# Teks Pilihan
·····

Dan termasuk dalam hal ini adalah syair Umayyah bin Abī aṣ-Ṣalt: ---

أَيُّمَا شاطِنٍ عَصاهُ عَكاهُ … ثُمَّ يُلْقى فِي السِّجْنِ وَالأَغْلالِ

“Setiap setan (syāṭin) yang durhaka kepada-Nya, niscaya Dia akan memukulnya, lalu dilemparkan ke dalam penjara dan belenggu.” ---

وَقَوْلُهُ: «إِنَّا مَعَكُمْ» مَعْناهُ: مُصاحِبُوكُمْ فِي دِينِكُمْ وَمُوافِقُوكُمْ عَلَيْهِ.

Firman-Nya (menukil ucapan munafik): “Sesungguhnya kami bersama kalian” maksudnya: kami adalah teman kalian dalam agama kalian dan orang-orang yang sepakat dengan kalian di atasnya. ---

وَالْهُزْءُ: السُّخْرِيَّةُ وَاللَّعِبُ.

“Al-huz’u” adalah ejekan dan permainan (olok-olok). ---

قالَ الرَّاجِزُ:

Seorang rājiz (penyair yang bersyair rajaz) berkata: ---

قَدْ هَزِئَتْ مِنِّي أُمُّ طَيْسَلَهْ … قالَتْ أَراهُ مُعْدِمًا لا مالَ لَهْ

“Sungguh ibu Taysalah telah mengejekku; ia berkata: ‘Kulihat ia fakir, tak punya harta.’” ---

قالَ فِي «الْكَشَّافِ»: وَأَصْلُ الْبابِ الْخِفَّةُ، مِنَ «الهَزْءِ» وَهُوَ الْقَتْلُ السَّرِيعُ،

Dalam Al-Kasysyāf disebutkan: Asal makna bab ini adalah “ringan/cepat” dari kata “al-haz’” yang berarti pembunuhan yang cepat. ---

وَ«هَزَأَ يَهْزَأُ»: ماتَ عَلَى الْمَكانِ، عَنْ بَعْضِ الْعَرَبِ: «مَشَيْتُ فَلَغِبْتُ فَظَنَنْتُ لَأَهْزَأَنَّ عَلَى مَكانِي»،

Dan dikatakan “haza’a yahza’u” artinya: mati di tempatnya. Diriwayatkan dari sebagian orang Arab: “Aku berjalan hingga lelah, maka kukira aku akan mati di tempatku (la-ahza’anna ‘alā makānī).” ---

وَنَاقَتُهُ تَهْزَأُ بِهِ: أَيْ تُسْرِعُ وَتَخِفُّ. انْتَهى.

·····

# Data Tersedia
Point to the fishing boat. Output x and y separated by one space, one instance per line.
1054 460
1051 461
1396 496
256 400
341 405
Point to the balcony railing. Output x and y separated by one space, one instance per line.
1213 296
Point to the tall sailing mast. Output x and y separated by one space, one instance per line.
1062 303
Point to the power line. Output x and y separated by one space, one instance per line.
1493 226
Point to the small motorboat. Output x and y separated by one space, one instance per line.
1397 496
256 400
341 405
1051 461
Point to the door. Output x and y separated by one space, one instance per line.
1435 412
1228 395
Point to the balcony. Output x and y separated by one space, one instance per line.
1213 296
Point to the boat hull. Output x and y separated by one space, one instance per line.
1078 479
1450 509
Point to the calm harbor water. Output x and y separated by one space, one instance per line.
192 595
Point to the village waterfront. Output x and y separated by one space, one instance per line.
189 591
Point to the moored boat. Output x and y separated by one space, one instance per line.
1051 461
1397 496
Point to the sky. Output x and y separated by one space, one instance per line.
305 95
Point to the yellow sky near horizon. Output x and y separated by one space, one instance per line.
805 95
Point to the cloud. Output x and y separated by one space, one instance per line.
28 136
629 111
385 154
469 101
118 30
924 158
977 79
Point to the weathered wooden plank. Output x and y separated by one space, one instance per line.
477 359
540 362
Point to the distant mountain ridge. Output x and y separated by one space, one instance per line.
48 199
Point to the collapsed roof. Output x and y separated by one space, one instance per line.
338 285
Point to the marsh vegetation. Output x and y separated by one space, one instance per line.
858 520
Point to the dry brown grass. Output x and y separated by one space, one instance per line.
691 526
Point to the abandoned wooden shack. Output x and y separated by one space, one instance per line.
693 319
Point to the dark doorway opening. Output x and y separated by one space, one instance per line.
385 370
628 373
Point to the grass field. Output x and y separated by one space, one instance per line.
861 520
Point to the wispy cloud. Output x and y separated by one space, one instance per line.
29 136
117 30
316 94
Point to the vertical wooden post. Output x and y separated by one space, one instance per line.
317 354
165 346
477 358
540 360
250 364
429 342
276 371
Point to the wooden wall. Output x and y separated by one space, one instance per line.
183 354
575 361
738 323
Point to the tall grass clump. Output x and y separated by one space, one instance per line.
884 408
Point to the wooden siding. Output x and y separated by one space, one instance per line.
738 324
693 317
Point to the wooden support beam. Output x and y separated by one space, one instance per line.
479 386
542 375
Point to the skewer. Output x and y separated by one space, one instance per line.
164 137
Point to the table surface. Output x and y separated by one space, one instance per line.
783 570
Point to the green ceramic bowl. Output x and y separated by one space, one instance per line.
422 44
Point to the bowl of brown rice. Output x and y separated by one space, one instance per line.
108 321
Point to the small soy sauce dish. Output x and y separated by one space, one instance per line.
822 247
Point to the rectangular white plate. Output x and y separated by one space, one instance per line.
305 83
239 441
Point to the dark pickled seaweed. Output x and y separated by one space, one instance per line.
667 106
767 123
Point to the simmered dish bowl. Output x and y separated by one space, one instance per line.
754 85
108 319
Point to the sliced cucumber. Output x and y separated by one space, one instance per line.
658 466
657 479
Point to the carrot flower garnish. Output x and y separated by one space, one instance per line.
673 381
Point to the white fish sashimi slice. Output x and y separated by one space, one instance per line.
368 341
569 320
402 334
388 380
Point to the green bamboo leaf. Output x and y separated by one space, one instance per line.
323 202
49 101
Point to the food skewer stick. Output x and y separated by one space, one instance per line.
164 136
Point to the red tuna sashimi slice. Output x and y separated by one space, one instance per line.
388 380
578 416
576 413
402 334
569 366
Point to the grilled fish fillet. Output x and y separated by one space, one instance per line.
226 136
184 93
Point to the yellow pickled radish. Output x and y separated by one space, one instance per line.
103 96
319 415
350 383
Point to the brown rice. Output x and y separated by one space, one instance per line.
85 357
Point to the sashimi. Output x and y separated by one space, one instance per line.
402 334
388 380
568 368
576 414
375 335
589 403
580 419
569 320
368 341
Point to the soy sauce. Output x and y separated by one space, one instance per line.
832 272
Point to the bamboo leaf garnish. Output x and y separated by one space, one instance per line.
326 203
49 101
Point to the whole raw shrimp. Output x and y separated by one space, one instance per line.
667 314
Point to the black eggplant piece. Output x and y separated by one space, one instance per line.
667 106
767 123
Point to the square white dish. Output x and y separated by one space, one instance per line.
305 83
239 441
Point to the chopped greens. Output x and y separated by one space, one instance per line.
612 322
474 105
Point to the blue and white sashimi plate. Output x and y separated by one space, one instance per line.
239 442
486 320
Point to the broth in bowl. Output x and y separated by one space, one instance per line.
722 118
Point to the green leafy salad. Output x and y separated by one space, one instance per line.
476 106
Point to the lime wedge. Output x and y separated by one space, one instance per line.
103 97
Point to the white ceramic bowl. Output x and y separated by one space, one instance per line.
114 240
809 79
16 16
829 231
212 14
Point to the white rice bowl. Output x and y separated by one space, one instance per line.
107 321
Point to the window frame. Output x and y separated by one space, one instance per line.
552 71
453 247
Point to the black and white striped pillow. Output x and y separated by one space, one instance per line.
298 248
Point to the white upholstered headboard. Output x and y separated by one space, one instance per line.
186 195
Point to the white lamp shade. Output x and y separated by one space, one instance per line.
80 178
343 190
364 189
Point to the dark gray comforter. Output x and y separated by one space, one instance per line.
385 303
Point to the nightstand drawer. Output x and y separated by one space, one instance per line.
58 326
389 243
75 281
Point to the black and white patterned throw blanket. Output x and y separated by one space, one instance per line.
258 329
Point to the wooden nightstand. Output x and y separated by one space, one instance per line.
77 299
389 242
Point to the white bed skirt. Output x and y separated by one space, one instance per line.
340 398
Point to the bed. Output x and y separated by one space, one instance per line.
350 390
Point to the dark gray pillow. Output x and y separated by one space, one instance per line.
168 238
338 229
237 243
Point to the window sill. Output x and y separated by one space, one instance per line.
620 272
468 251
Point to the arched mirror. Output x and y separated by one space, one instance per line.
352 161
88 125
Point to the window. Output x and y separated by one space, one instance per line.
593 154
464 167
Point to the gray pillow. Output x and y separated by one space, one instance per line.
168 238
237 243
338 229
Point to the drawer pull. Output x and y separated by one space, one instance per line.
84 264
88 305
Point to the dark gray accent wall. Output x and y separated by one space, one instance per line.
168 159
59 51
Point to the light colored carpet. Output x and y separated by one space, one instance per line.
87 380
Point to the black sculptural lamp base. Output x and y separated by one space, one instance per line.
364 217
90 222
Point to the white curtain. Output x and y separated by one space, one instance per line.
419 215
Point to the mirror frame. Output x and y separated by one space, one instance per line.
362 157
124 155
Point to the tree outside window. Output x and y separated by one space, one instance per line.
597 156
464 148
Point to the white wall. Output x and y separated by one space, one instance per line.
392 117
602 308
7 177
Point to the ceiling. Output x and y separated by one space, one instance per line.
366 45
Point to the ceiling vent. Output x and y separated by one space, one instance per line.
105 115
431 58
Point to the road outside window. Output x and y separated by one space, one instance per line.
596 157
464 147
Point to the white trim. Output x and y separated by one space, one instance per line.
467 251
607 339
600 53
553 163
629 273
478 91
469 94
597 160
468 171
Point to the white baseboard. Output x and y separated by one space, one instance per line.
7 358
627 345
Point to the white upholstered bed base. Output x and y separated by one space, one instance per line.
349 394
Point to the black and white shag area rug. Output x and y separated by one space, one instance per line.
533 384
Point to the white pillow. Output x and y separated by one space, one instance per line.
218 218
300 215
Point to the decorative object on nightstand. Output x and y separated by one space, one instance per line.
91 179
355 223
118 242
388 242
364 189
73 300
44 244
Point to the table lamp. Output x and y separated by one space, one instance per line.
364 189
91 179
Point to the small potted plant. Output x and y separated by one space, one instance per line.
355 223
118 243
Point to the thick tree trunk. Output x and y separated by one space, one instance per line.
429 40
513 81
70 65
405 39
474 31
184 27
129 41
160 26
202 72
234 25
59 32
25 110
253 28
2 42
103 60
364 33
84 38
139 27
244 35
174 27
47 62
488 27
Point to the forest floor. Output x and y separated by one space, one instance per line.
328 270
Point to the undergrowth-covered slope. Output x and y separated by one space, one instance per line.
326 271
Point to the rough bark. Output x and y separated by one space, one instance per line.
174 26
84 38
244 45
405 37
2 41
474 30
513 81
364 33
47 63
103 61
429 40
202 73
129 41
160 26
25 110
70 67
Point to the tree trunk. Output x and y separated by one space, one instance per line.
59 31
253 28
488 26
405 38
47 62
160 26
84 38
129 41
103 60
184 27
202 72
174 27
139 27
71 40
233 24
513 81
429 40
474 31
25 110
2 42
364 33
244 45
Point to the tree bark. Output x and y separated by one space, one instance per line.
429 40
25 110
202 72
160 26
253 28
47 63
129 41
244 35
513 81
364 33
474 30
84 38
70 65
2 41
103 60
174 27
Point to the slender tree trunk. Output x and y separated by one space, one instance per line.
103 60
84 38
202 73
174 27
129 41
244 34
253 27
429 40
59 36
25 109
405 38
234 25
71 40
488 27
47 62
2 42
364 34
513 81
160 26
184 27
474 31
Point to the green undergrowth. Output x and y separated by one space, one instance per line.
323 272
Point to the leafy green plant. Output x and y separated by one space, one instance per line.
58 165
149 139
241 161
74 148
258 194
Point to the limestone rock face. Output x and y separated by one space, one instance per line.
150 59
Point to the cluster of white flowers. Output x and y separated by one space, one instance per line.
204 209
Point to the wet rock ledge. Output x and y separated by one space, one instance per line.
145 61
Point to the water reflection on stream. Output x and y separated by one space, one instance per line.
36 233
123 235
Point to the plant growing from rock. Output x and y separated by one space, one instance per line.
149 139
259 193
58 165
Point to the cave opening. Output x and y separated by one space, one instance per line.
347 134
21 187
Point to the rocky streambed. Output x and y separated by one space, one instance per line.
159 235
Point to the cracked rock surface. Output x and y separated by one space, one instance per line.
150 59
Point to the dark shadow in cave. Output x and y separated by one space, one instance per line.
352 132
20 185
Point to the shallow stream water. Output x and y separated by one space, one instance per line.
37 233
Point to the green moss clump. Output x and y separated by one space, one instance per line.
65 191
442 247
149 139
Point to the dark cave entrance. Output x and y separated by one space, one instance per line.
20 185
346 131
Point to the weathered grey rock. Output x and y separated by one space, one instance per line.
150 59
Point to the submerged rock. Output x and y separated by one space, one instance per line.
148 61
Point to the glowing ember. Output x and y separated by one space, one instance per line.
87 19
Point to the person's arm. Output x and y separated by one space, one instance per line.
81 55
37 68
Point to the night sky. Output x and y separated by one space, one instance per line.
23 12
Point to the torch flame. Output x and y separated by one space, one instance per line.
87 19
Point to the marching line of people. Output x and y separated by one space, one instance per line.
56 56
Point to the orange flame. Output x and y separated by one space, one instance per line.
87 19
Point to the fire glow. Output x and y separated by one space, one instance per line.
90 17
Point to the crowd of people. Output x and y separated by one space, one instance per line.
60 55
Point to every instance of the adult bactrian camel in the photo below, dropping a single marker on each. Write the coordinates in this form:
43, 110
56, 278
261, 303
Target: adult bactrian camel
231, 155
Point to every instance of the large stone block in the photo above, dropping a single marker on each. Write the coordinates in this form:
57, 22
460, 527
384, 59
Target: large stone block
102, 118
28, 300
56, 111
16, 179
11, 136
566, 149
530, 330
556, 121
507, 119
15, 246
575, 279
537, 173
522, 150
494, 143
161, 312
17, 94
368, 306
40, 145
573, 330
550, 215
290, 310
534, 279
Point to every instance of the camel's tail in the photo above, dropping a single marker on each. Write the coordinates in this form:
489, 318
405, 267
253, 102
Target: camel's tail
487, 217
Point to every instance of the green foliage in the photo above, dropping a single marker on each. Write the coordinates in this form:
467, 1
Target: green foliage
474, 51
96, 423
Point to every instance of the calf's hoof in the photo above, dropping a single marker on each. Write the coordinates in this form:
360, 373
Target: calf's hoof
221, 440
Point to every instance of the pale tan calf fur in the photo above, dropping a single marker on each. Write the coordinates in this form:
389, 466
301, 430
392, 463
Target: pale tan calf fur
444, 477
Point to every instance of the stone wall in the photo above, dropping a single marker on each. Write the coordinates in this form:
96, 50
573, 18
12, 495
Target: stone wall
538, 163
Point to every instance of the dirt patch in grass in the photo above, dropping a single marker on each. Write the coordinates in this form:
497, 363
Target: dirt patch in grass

·····

# Soal Latihan A
Ganti "setan" dengan "iblis" pada bagian teks pilihan yang dibuka dengan kata-kata "Dan termasuk dalam" dan ditutup dengan "دِينِكُمْ وَمُوافِقُوكُمْ عَلَيْهِ.". Tuliskan kembali bagian itu setelah penggantian.
# Soal Latihan B
Tulis ulang bagian entri yang dibuka dengan baris yang memuat "Point to the orange" sampai akhir entri, kedua ujungnya termasuk, dengan semua baris dipertahankan. Kalikan hanya angka koordinat pada jawaban dengan 1,45, lalu bulatkan ke bilangan bulat terdekat (nilai setengah dibulatkan ke atas).

# Hasil Pengerjaan A
Dan termasuk dalam hal ini adalah syair Umayyah bin Abī aṣ-Ṣalt: ---

أَيُّمَا شاطِنٍ عَصاهُ عَكاهُ … ثُمَّ يُلْقى فِي السِّجْنِ وَالأَغْلالِ

“Setiap iblis (syāṭin) yang durhaka kepada-Nya, niscaya Dia akan memukulnya, lalu dilemparkan ke dalam penjara dan belenggu.” ---

وَقَوْلُهُ: «إِنَّا مَعَكُمْ» مَعْناهُ: مُصاحِبُوكُمْ فِي دِينِكُمْ وَمُوافِقُوكُمْ عَلَيْهِ.

# Hasil Pengerjaan B
Point to the orange flame. Output x and y separated by one space, one instance per line.
126 28
Point to the fire glow. Output x and y separated by one space, one instance per line.
131 25
Point to the crowd of people. Output x and y separated by one space, one instance per line.
87 80
Point to every instance of the adult bactrian camel in the photo below, dropping a single marker on each. Write the coordinates in this form:
43, 110
56, 278
261, 303
Target: adult bactrian camel
335, 225
Point to every instance of the large stone block in the photo above, dropping a single marker on each. Write the coordinates in this form:
57, 22
460, 527
384, 59
Target: large stone block
148, 171
41, 435
81, 161
23, 260
16, 197
821, 216
769, 479
806, 175
735, 173
22, 357
834, 405
779, 251
757, 218
716, 207
233, 452
25, 136
534, 444
58, 210
831, 479
798, 312
421, 450
774, 405
Point to every instance of the camel's tail in the photo above, dropping a single marker on each. Write the coordinates in this form:
489, 318
405, 267
253, 102
Target: camel's tail
706, 315
Point to every instance of the green foliage in the photo above, dropping a single marker on each. Write the coordinates in this form:
467, 1
Target: green foliage
687, 74
139, 613
Point to every instance of the calf's hoof in the photo above, dropping a single marker on each. Write the coordinates in this form:
360, 373
Target: calf's hoof
320, 638
Point to every instance of the pale tan calf fur in the photo above, dropping a single marker on each. Write the coordinates in this form:
389, 466
301, 430
392, 463
Target: pale tan calf fur
644, 692
Point to every instance of the stone wall in the photo above, dropping a single marker on each. Write the coordinates in this form:
96, 50
573, 18
12, 495
Target: stone wall
780, 236
Point to every instance of the dirt patch in grass in the photo above, dropping a single marker on each. Write the coordinates in this form:
497, 363
Target: dirt patch in grass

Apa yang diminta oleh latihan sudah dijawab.